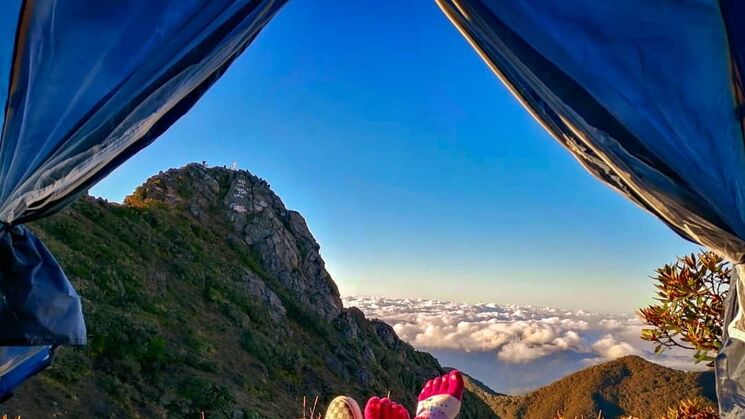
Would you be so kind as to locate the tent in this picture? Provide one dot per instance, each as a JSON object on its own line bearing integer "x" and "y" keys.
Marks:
{"x": 646, "y": 94}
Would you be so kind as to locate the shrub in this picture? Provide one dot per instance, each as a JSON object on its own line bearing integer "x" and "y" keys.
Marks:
{"x": 690, "y": 313}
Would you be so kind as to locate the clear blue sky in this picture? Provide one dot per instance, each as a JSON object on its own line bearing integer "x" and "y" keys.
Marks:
{"x": 416, "y": 170}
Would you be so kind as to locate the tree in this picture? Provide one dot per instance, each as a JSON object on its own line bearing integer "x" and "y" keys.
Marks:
{"x": 690, "y": 313}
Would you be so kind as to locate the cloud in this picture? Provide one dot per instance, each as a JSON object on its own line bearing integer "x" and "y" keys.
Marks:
{"x": 516, "y": 334}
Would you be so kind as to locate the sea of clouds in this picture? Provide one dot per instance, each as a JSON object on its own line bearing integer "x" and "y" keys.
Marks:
{"x": 513, "y": 338}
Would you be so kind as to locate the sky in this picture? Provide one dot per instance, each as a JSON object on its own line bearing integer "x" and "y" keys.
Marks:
{"x": 515, "y": 348}
{"x": 417, "y": 172}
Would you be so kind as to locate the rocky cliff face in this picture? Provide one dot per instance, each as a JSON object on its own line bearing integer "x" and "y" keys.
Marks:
{"x": 280, "y": 237}
{"x": 202, "y": 292}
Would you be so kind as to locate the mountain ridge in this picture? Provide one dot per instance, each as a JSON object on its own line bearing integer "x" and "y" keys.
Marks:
{"x": 203, "y": 292}
{"x": 627, "y": 386}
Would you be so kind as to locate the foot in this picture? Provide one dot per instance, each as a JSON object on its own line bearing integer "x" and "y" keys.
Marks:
{"x": 384, "y": 409}
{"x": 441, "y": 398}
{"x": 343, "y": 407}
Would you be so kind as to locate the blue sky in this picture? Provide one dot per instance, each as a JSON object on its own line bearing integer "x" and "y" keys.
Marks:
{"x": 416, "y": 170}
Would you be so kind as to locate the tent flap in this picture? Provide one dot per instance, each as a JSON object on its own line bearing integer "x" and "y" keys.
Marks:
{"x": 647, "y": 97}
{"x": 87, "y": 85}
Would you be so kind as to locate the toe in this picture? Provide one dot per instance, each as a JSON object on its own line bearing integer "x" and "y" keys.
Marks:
{"x": 426, "y": 390}
{"x": 372, "y": 409}
{"x": 436, "y": 385}
{"x": 399, "y": 412}
{"x": 385, "y": 408}
{"x": 445, "y": 384}
{"x": 455, "y": 384}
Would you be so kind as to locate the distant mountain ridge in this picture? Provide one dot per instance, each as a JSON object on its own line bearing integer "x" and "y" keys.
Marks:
{"x": 628, "y": 386}
{"x": 203, "y": 292}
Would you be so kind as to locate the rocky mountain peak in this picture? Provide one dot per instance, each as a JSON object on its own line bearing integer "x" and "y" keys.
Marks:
{"x": 253, "y": 215}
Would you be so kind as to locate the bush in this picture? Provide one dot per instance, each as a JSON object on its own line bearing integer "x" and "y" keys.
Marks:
{"x": 690, "y": 313}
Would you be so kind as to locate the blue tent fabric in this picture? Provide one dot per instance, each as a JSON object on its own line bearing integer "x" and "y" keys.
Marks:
{"x": 19, "y": 363}
{"x": 647, "y": 96}
{"x": 87, "y": 85}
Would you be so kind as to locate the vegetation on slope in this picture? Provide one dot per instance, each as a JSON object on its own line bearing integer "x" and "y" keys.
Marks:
{"x": 177, "y": 325}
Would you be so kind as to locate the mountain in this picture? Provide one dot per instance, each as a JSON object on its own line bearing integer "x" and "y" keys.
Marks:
{"x": 202, "y": 292}
{"x": 628, "y": 386}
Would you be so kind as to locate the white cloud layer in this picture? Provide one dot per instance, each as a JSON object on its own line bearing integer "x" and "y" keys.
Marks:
{"x": 516, "y": 334}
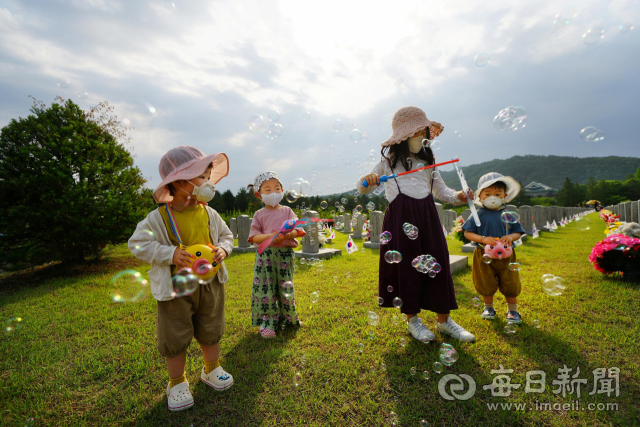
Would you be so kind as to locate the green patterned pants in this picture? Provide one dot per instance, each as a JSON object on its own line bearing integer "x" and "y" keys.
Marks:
{"x": 272, "y": 301}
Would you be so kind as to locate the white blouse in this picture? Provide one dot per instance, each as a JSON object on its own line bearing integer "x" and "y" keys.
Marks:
{"x": 416, "y": 185}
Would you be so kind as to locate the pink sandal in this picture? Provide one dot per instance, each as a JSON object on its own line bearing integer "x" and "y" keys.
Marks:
{"x": 267, "y": 333}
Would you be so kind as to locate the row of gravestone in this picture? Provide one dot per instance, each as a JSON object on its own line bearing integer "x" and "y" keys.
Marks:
{"x": 628, "y": 211}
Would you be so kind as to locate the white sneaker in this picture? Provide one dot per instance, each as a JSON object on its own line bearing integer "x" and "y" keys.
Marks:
{"x": 418, "y": 330}
{"x": 179, "y": 397}
{"x": 452, "y": 328}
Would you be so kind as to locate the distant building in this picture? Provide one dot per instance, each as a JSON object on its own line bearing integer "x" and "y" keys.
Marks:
{"x": 536, "y": 189}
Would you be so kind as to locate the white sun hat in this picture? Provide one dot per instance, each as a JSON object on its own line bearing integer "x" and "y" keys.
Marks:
{"x": 487, "y": 180}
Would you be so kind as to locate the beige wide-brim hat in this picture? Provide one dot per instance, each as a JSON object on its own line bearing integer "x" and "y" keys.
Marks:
{"x": 487, "y": 180}
{"x": 408, "y": 121}
{"x": 187, "y": 163}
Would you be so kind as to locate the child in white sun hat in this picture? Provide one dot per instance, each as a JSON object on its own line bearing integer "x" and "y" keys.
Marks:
{"x": 495, "y": 266}
{"x": 184, "y": 219}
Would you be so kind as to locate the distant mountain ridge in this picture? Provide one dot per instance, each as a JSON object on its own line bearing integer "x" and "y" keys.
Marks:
{"x": 548, "y": 170}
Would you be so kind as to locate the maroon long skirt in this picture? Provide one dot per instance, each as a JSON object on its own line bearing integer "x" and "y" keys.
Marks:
{"x": 416, "y": 290}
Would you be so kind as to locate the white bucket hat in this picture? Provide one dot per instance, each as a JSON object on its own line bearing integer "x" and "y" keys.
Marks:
{"x": 487, "y": 180}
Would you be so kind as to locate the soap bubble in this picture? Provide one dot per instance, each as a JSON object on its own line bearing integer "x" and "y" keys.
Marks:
{"x": 355, "y": 135}
{"x": 392, "y": 257}
{"x": 274, "y": 131}
{"x": 593, "y": 36}
{"x": 256, "y": 122}
{"x": 274, "y": 115}
{"x": 291, "y": 196}
{"x": 509, "y": 329}
{"x": 482, "y": 59}
{"x": 591, "y": 134}
{"x": 184, "y": 283}
{"x": 297, "y": 379}
{"x": 314, "y": 297}
{"x": 514, "y": 266}
{"x": 553, "y": 286}
{"x": 397, "y": 302}
{"x": 511, "y": 118}
{"x": 508, "y": 217}
{"x": 128, "y": 286}
{"x": 373, "y": 318}
{"x": 13, "y": 324}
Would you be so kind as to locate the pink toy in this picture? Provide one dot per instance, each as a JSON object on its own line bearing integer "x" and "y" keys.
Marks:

────────────────

EXERCISE TASK -
Rewrite the whole listing above, changing every "Marks" to "Points" and leaving everything else as it is. Omit the pictures.

EXPECTED ANSWER -
Would you be so kind as to locate the tent in this picture? Provide one dot per instance, each as a JSON object on its own line bearing integer "x" and "y" keys.
Points:
{"x": 646, "y": 94}
Would you be so kind as to locate the shrub in this picture? Provide one dot per instance, each as a JSON object on its own line bearing integer "x" and "y" keys.
Points:
{"x": 690, "y": 313}
Would you be so kind as to locate the clear blue sky in this picture? Provide one dot per instance, each as a JSON object on its own line bearing integer "x" and "y" keys.
Points:
{"x": 416, "y": 170}
Would you be so kind as to locate the tree in this picture? Provide one dot per instance, each as a JSON object on its own line bearing integer "x" and "y" keys.
Points:
{"x": 690, "y": 313}
Would you be so kind as to locate the cloud in this picture? Provide one dot per instance, each as a JSON object on its own line bearing integer "x" and "y" keys.
Points:
{"x": 516, "y": 334}
Would you be so kind as to locate the sea of clouds in this picture? Provide one dot per instance, each as a JSON object on its own line bearing integer "x" and "y" keys.
Points:
{"x": 513, "y": 338}
Would you be so kind as to locate the sky in this picture? Provide one dot per instance, each as a JSON object on its own line bearing integer "x" and "y" keys.
Points:
{"x": 515, "y": 348}
{"x": 417, "y": 172}
Would you be so kind as to locate the rocky cliff face in this picture? Provide one dot per instance, each as a JSON object on its own line bearing integer "x" and "y" keys.
Points:
{"x": 280, "y": 237}
{"x": 202, "y": 292}
Would you be so kind as to locate the mountain ridge in this picture? Provide one dot per instance, each as a JSON object on its own line bearing integer "x" and "y" keys.
Points:
{"x": 203, "y": 292}
{"x": 627, "y": 386}
Would you be so kind as to locate the foot in this picture? Provide one dot per instance, each as a JSON object on its own line bearing integer "x" and "y" keys.
Points:
{"x": 384, "y": 409}
{"x": 441, "y": 398}
{"x": 343, "y": 407}
Would you be so kind as to locate the blue sky in this picture? Provide one dot per instance, each as a JSON object on its own line bearing integer "x" and "y" keys.
Points:
{"x": 416, "y": 170}
Would you be so kind as to locate the tent flap in this picture? Provide one dot per instance, each as a JSON object on its own line bearing integer "x" and "y" keys.
Points:
{"x": 647, "y": 97}
{"x": 87, "y": 85}
Would you be so kind as to locate the toe in this picture? Provide one dot per instance, each as a JSON object on its own line bearing integer "x" and "y" keys.
Points:
{"x": 426, "y": 390}
{"x": 372, "y": 409}
{"x": 436, "y": 385}
{"x": 399, "y": 412}
{"x": 385, "y": 408}
{"x": 445, "y": 384}
{"x": 455, "y": 384}
Would you be so kind as to locate the distant mountain ridge in this picture? Provide one dot per instance, each as a JSON object on its own line bearing integer "x" and "y" keys.
Points:
{"x": 628, "y": 386}
{"x": 203, "y": 292}
Would you be so kind as to locate the rocky mountain peak in this picture? Provide one dot per instance, each as a JSON object on its own line bearing integer "x" and "y" keys.
Points:
{"x": 253, "y": 215}
Would you be so kind as to locate the bush in this picture? Provide one dot per instance, each as a JSON object on its own line bearing integer "x" and "y" keys.
Points:
{"x": 690, "y": 313}
Would you be so kind as to locate the blue tent fabric in this picture? Provide one dot per instance, each as a JSON object on its own line bearing integer "x" and "y" keys.
Points:
{"x": 19, "y": 363}
{"x": 647, "y": 96}
{"x": 87, "y": 85}
Would you be so kind as to locate the vegetation on slope in this picture? Provide one dot per instance, each as a JSON object on its own line bearing integer "x" and "y" keys.
Points:
{"x": 177, "y": 325}
Would you be so kind as to locate the mountain in this picture? Provide one dot per instance, each as a JSON object on its own line bearing integer "x" and "y" keys.
Points:
{"x": 202, "y": 292}
{"x": 628, "y": 386}
Would you be so kind as to locate the white cloud layer in this picture? Provide one dot per instance, each as a JSON object on its own line bearing integer "x" and "y" keys.
Points:
{"x": 516, "y": 334}
Would you be so kind as to locate the green patterned pants in this picture? Provide one dot per instance, each as a JSON object on its own line bearing integer "x" and "y" keys.
Points:
{"x": 272, "y": 301}
Would you be so kind as to locate the white blouse in this picture? Provide one dot per instance, each as a JSON object on its own line bearing integer "x" and "y" keys.
Points:
{"x": 416, "y": 185}
Would you be so kind as to locate the pink sandal in this picture? Provide one dot per instance, each as a JSON object on its own line bearing integer "x" and "y" keys.
Points:
{"x": 267, "y": 333}
Would you be so kind as to locate the row of gravestone in this picture? Provide one dot per instance, each as a JSON object on its own line bearing integer "x" and "y" keys.
Points:
{"x": 628, "y": 211}
Would you be so kind as to locate the white sneaker in this picture? Provide one dot per instance, each as a JSON object on its own line bearing integer "x" and "y" keys.
Points:
{"x": 418, "y": 330}
{"x": 179, "y": 397}
{"x": 452, "y": 328}
Would you be so kind as to locate the distant building in this picture? Provide one dot per instance, each as a JSON object on its own line bearing integer "x" and "y" keys.
Points:
{"x": 536, "y": 189}
Would you be so kind as to locate the white sun hat in this picture? Provide one dot per instance, each as a JSON object on its own line bearing integer "x" and "y" keys.
Points:
{"x": 487, "y": 180}
Would you be so kind as to locate the beige wide-brim hat in this picture? Provide one dot per instance, each as a JSON object on its own line bearing integer "x" and "y" keys.
Points:
{"x": 487, "y": 180}
{"x": 408, "y": 121}
{"x": 187, "y": 163}
Would you be so kind as to locate the child in white sun hat in this picture? Provide one dot per instance, each as a JSON object on its own line bearing integer "x" and "y" keys.
Points:
{"x": 495, "y": 266}
{"x": 184, "y": 219}
Would you be so kind as to locate the distant mountain ridge in this picture? Provide one dot per instance, each as a JSON object on its own line bearing integer "x" and "y" keys.
Points:
{"x": 548, "y": 170}
Would you be so kind as to locate the maroon long skirt in this picture? Provide one dot per instance, each as a JSON object on its own line bearing integer "x" and "y" keys.
Points:
{"x": 416, "y": 290}
Would you be so kind as to locate the white bucket hat in this picture? Provide one dot per instance, each as a JSON object on its own line bearing integer "x" and "y" keys.
Points:
{"x": 487, "y": 180}
Would you be so kind as to locate the soap bubble in this picture? Provide one dot per instance, each as a JSON object on its own line bearing integer "x" and "y" keys.
Points:
{"x": 355, "y": 135}
{"x": 392, "y": 257}
{"x": 274, "y": 131}
{"x": 593, "y": 36}
{"x": 256, "y": 122}
{"x": 274, "y": 115}
{"x": 291, "y": 196}
{"x": 509, "y": 329}
{"x": 482, "y": 59}
{"x": 591, "y": 134}
{"x": 184, "y": 283}
{"x": 297, "y": 379}
{"x": 314, "y": 297}
{"x": 514, "y": 266}
{"x": 553, "y": 286}
{"x": 397, "y": 302}
{"x": 511, "y": 118}
{"x": 508, "y": 217}
{"x": 128, "y": 286}
{"x": 373, "y": 318}
{"x": 13, "y": 324}
Would you be so kind as to locate the pink toy in this picture? Provide one dot per instance, each as a JSON object on its own line bearing integer "x" and "y" keys.
Points:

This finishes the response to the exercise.